• 摘录正文:
------------------------------------------------------------------------

作者:李云玲
端午过后,天气陡热,漫长的仲夏到了,烔炀河镇上最热闹繁忙的季节即将开始。大人们和老天抢时间,一边割早稻,一边抢插晚稻,披星戴月,没日没夜。放暑假了,烔炀河镇上,凡是能做事的小孩子们,均被大人们使唤干这干那。暑假作业,老师在上完的课的课本中打钩划题,三四天时间,打钩的题目全部做完,薄薄两个练习本。整个假期,割稻、插秧、放牛、喂猪、行草、洗衣、烧饭、晒稻,是十几岁及七八头十岁的小伢子、小丫头们必不可少的任务。

------------------------------------------------------------------------

• 数据部分:

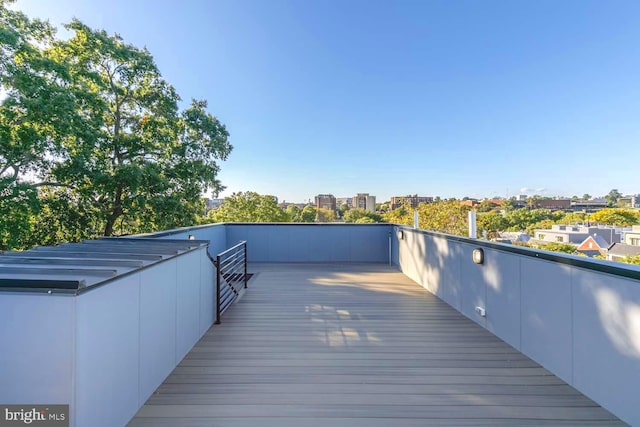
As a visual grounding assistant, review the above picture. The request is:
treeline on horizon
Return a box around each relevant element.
[0,0,232,250]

------------------------------------------------------------------------

• 待完成任务:
请根据摘录正文回答以下问题,每题单独一行:
(a) 端午过后天气有什么变化?
(b) 大人们一边割早稻,一边还做什么?
(c) 打钩的暑假作业题目几天全部做完?
本练习用不到上面这些行。

• 练习结果:
(a) 天气陡热。
(b) 抢插晚稻。
(c) 三四天。